● **WORK INSTRUCTION**
Output all of the data below without changing a word, and exclude the pictures.

● **DATA PROVIDED**
= Beginning of Section =
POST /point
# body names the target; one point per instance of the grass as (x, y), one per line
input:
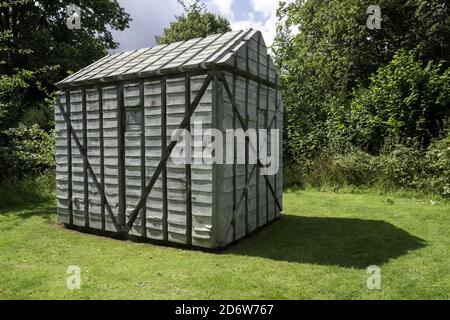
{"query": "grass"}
(320, 249)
= End of Section =
● **WORKED SOLUTION**
POST /point
# body names the target; one point per instance of the grass as (x, y), one per line
input:
{"query": "grass"}
(320, 249)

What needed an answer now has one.